**ACTIVITY**
Only an exact copy belongs in the answer: the line with "Might I trouble you for the coordinates of the car grille" and every line after it through the end of the records, pictures left out.

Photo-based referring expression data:
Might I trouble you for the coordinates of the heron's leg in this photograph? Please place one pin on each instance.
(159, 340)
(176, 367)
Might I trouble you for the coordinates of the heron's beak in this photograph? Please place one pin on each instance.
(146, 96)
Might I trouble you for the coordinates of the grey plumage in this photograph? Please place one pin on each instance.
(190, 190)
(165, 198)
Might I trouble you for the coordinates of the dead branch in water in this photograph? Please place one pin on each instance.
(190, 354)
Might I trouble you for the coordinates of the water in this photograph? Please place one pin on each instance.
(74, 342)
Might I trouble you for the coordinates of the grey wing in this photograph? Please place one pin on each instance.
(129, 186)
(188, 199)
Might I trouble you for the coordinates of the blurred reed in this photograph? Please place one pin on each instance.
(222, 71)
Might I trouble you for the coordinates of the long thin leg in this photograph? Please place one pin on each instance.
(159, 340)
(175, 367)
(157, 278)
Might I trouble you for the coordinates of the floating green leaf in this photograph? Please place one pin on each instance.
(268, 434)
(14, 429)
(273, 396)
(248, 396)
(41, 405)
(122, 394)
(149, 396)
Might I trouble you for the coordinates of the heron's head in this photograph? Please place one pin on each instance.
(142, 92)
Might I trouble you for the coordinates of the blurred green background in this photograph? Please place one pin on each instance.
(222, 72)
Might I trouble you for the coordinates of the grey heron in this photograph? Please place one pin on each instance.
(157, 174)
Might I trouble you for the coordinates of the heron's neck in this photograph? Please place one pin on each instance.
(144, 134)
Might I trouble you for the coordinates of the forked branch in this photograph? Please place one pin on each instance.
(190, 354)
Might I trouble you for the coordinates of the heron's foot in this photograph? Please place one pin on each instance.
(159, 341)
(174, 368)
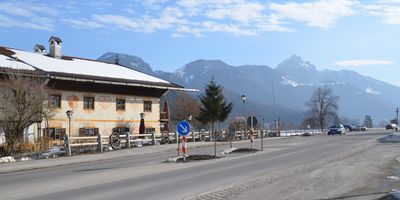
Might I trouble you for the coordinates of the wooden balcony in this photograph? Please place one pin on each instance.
(164, 117)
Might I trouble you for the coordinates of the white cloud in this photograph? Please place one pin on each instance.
(359, 63)
(243, 12)
(83, 23)
(211, 26)
(322, 13)
(389, 10)
(27, 15)
(116, 21)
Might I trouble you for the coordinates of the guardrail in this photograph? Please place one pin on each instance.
(130, 140)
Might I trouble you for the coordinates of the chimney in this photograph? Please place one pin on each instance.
(55, 47)
(39, 49)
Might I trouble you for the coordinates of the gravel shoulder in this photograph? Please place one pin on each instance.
(358, 173)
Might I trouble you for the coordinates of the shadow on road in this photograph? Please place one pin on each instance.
(95, 169)
(363, 195)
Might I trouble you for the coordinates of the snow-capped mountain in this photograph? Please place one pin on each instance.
(126, 60)
(293, 82)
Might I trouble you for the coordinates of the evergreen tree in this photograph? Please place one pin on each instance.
(214, 107)
(368, 121)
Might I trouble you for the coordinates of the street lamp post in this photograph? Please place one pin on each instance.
(397, 118)
(69, 115)
(244, 99)
(262, 136)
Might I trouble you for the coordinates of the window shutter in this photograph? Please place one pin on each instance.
(45, 132)
(96, 131)
(82, 132)
(62, 133)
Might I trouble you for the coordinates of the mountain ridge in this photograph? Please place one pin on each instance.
(293, 80)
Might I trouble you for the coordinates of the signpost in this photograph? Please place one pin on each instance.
(183, 129)
(251, 121)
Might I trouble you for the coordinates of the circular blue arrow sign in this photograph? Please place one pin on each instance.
(183, 128)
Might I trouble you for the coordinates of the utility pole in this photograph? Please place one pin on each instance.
(262, 136)
(244, 99)
(273, 101)
(397, 118)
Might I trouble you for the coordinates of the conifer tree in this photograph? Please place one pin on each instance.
(214, 107)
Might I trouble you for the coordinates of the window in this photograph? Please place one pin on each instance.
(149, 130)
(121, 130)
(147, 106)
(120, 104)
(88, 132)
(54, 133)
(88, 103)
(55, 101)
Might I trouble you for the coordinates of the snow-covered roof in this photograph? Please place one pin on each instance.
(8, 62)
(75, 67)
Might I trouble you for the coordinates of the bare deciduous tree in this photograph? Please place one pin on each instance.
(323, 105)
(183, 106)
(23, 102)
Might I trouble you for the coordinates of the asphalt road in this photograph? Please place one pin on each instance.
(235, 176)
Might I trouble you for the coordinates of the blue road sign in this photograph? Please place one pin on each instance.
(183, 128)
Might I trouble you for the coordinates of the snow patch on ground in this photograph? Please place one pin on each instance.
(396, 193)
(227, 151)
(7, 159)
(393, 178)
(395, 137)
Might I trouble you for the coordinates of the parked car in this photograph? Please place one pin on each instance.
(349, 127)
(336, 129)
(362, 128)
(391, 126)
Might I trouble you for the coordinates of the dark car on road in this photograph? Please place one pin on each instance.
(349, 127)
(336, 129)
(391, 126)
(362, 128)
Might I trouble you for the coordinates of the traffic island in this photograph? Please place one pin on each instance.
(244, 150)
(191, 158)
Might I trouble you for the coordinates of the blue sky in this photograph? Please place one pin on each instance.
(332, 34)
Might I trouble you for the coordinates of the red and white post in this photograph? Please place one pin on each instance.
(184, 150)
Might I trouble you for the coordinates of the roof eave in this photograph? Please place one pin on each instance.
(145, 85)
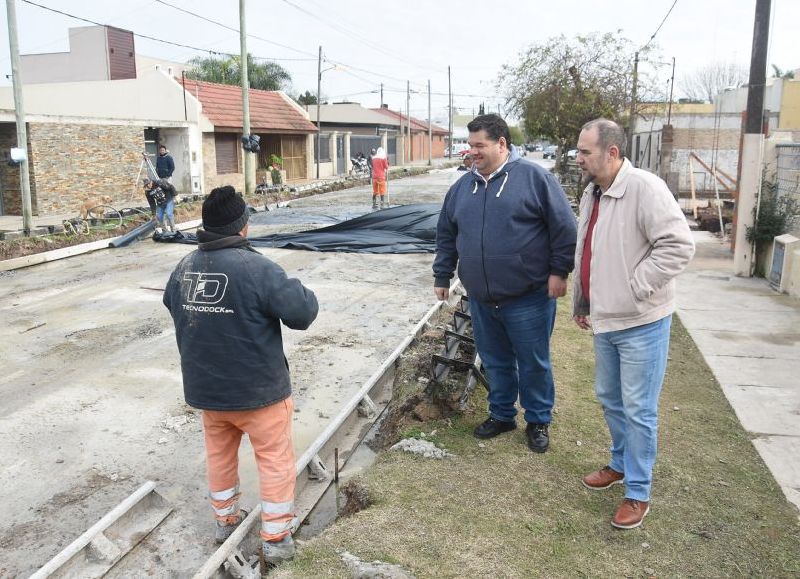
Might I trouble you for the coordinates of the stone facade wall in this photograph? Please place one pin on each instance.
(210, 177)
(77, 162)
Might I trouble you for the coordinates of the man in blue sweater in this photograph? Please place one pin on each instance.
(508, 226)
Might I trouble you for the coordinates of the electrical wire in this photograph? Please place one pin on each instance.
(236, 30)
(660, 25)
(153, 38)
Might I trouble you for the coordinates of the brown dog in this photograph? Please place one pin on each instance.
(93, 206)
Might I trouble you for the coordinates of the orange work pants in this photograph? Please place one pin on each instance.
(270, 432)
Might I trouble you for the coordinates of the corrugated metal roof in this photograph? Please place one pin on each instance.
(350, 114)
(269, 111)
(416, 124)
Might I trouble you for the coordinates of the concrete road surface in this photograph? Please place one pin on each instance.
(91, 385)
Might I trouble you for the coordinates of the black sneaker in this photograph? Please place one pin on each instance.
(538, 439)
(491, 428)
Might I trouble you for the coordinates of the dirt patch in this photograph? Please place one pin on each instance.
(496, 509)
(356, 495)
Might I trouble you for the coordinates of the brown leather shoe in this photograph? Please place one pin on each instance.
(602, 479)
(630, 514)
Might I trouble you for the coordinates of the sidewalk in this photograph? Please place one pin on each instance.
(749, 335)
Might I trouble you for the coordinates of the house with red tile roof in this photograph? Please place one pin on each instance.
(416, 148)
(281, 123)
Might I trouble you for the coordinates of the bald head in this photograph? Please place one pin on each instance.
(609, 134)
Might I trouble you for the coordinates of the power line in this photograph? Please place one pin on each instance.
(349, 33)
(236, 30)
(660, 25)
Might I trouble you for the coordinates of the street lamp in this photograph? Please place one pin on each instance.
(319, 96)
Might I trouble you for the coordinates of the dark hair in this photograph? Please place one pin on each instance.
(609, 134)
(494, 125)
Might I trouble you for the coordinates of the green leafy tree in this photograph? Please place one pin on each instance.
(227, 70)
(560, 84)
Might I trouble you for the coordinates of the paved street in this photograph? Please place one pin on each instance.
(91, 386)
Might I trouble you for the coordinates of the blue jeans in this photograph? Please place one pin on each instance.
(629, 371)
(513, 340)
(167, 208)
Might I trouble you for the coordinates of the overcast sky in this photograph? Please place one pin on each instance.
(391, 42)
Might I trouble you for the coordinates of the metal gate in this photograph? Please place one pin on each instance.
(788, 175)
(340, 166)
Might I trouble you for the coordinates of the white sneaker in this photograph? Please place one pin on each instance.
(276, 552)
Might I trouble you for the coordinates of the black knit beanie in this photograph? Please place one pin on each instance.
(224, 212)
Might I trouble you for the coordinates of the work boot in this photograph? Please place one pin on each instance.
(538, 438)
(276, 552)
(490, 428)
(630, 514)
(222, 532)
(601, 479)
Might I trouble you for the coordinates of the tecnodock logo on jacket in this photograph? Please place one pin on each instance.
(205, 290)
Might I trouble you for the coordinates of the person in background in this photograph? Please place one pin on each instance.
(165, 165)
(228, 302)
(380, 167)
(508, 226)
(633, 240)
(161, 198)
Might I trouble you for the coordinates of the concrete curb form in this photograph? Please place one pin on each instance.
(63, 252)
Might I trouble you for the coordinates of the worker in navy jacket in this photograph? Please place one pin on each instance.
(165, 165)
(509, 228)
(228, 303)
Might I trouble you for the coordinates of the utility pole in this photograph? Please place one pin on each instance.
(408, 119)
(248, 159)
(19, 109)
(319, 96)
(449, 115)
(749, 195)
(671, 86)
(402, 139)
(632, 115)
(430, 127)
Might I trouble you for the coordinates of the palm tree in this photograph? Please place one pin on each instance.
(227, 70)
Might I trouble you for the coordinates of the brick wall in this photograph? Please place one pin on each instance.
(705, 138)
(210, 177)
(75, 162)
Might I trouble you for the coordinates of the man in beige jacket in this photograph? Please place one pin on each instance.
(633, 240)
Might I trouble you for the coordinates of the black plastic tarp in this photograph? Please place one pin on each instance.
(402, 229)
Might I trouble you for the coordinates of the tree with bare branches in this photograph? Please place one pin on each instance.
(562, 83)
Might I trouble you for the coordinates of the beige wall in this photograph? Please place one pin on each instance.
(154, 98)
(74, 163)
(86, 59)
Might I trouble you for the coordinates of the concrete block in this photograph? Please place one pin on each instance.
(9, 235)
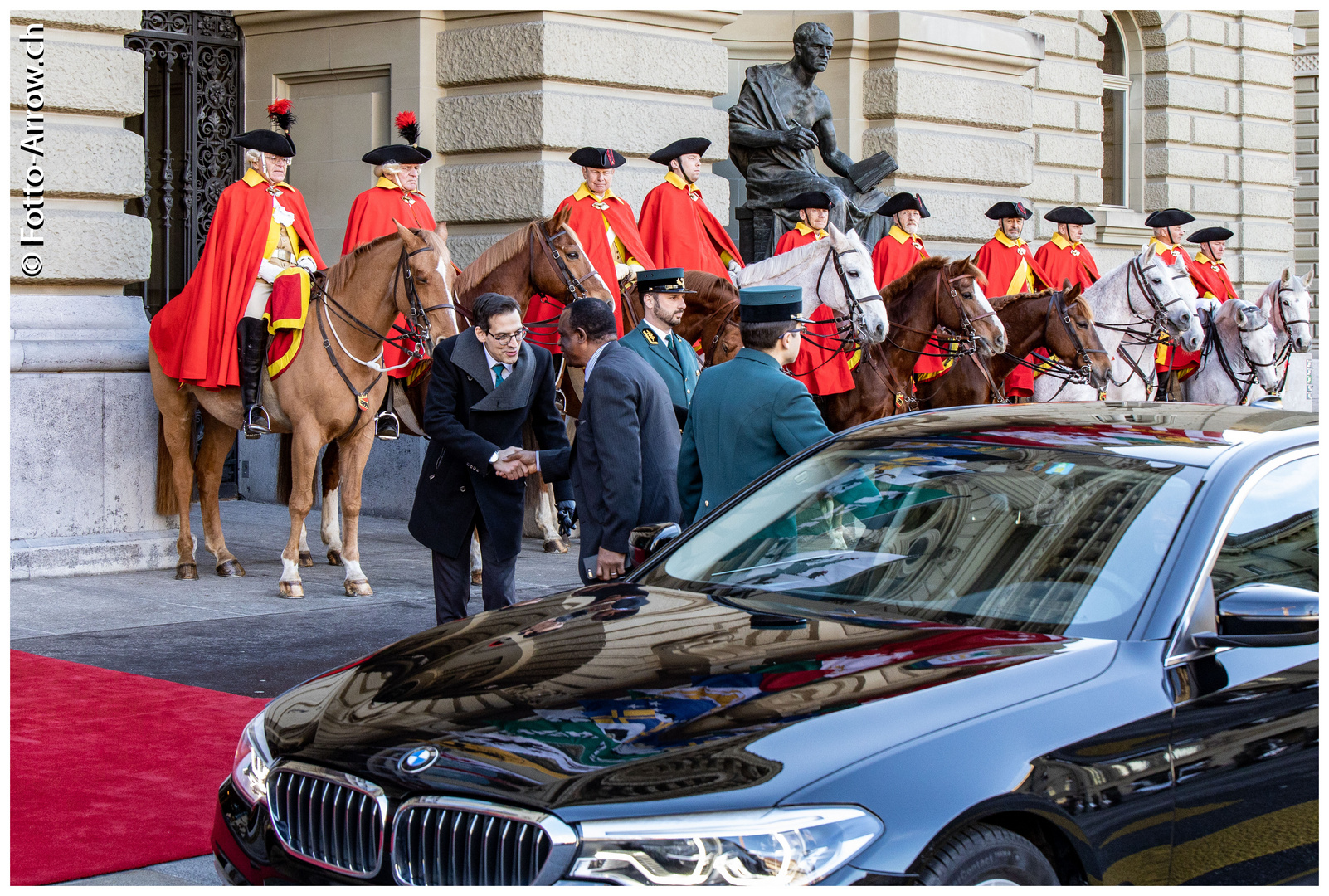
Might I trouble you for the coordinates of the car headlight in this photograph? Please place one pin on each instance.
(251, 762)
(777, 845)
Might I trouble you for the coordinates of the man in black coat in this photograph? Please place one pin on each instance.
(485, 384)
(624, 461)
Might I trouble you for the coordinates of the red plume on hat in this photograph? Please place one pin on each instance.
(280, 114)
(408, 128)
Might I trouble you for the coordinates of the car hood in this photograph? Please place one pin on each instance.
(622, 694)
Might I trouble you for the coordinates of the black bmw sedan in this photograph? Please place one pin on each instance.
(1018, 645)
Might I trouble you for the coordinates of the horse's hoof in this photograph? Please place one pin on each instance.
(230, 568)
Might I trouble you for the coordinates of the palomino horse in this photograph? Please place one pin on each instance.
(1287, 304)
(710, 318)
(1239, 363)
(935, 293)
(545, 257)
(1051, 319)
(1134, 304)
(835, 271)
(324, 397)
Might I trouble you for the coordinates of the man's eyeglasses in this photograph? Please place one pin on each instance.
(507, 338)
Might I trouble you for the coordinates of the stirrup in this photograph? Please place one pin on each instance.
(253, 428)
(386, 426)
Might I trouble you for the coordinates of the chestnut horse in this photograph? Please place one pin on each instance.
(935, 293)
(326, 395)
(1059, 322)
(710, 318)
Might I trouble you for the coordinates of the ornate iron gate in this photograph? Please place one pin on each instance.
(193, 95)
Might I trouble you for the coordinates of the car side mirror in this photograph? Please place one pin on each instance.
(1264, 616)
(646, 540)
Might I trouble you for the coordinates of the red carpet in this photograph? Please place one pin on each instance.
(112, 772)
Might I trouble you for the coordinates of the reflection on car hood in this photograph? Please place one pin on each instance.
(616, 694)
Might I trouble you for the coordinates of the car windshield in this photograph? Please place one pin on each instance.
(1041, 540)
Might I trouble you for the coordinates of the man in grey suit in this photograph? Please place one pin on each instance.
(624, 461)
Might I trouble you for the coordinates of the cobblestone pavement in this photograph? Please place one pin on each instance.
(234, 635)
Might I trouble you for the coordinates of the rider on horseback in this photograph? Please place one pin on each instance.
(254, 237)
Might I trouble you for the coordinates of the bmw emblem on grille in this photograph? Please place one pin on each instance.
(419, 759)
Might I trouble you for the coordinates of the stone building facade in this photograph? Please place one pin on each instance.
(1121, 112)
(83, 427)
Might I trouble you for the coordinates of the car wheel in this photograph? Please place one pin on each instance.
(988, 856)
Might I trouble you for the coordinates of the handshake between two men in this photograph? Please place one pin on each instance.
(516, 463)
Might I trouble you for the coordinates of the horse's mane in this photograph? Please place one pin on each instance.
(340, 273)
(1002, 300)
(492, 258)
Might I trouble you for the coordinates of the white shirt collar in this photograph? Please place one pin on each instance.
(490, 361)
(593, 359)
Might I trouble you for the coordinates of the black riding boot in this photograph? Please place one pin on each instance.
(251, 343)
(386, 424)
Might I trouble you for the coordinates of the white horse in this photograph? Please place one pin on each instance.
(1238, 364)
(1287, 304)
(1132, 304)
(835, 271)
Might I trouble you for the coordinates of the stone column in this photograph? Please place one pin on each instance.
(83, 435)
(523, 90)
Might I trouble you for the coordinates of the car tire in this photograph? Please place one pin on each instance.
(988, 856)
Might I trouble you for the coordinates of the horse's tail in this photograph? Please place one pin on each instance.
(165, 491)
(284, 470)
(331, 468)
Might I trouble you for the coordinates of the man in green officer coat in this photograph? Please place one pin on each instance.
(654, 339)
(747, 415)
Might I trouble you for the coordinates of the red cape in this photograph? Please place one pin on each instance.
(678, 231)
(821, 368)
(891, 258)
(589, 224)
(194, 335)
(1072, 264)
(373, 210)
(371, 217)
(1000, 264)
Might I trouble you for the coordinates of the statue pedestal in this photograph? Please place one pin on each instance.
(757, 233)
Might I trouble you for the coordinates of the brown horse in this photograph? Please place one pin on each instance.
(1059, 322)
(935, 293)
(710, 318)
(544, 257)
(326, 395)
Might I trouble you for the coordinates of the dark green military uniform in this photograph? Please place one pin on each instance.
(747, 416)
(677, 364)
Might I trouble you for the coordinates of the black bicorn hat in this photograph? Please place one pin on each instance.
(1210, 234)
(1168, 218)
(811, 200)
(597, 157)
(271, 141)
(664, 280)
(1010, 210)
(679, 148)
(904, 202)
(408, 153)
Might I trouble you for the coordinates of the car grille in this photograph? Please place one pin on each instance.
(329, 819)
(437, 845)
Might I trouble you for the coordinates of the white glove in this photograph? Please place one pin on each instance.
(269, 271)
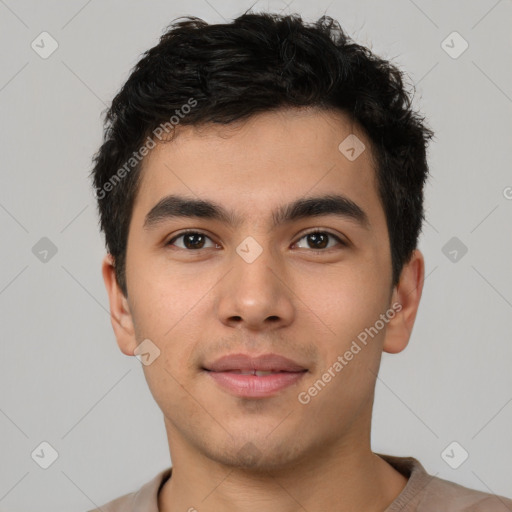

**PROBLEM SOLUTION**
Might I trouble you for the coordinates of the car grille in this photograph? Please place one pin on each instance.
(329, 819)
(437, 845)
Might I trouble you for the coordinates of the white glove in this photograph? Please place one pin on each instance.
(269, 271)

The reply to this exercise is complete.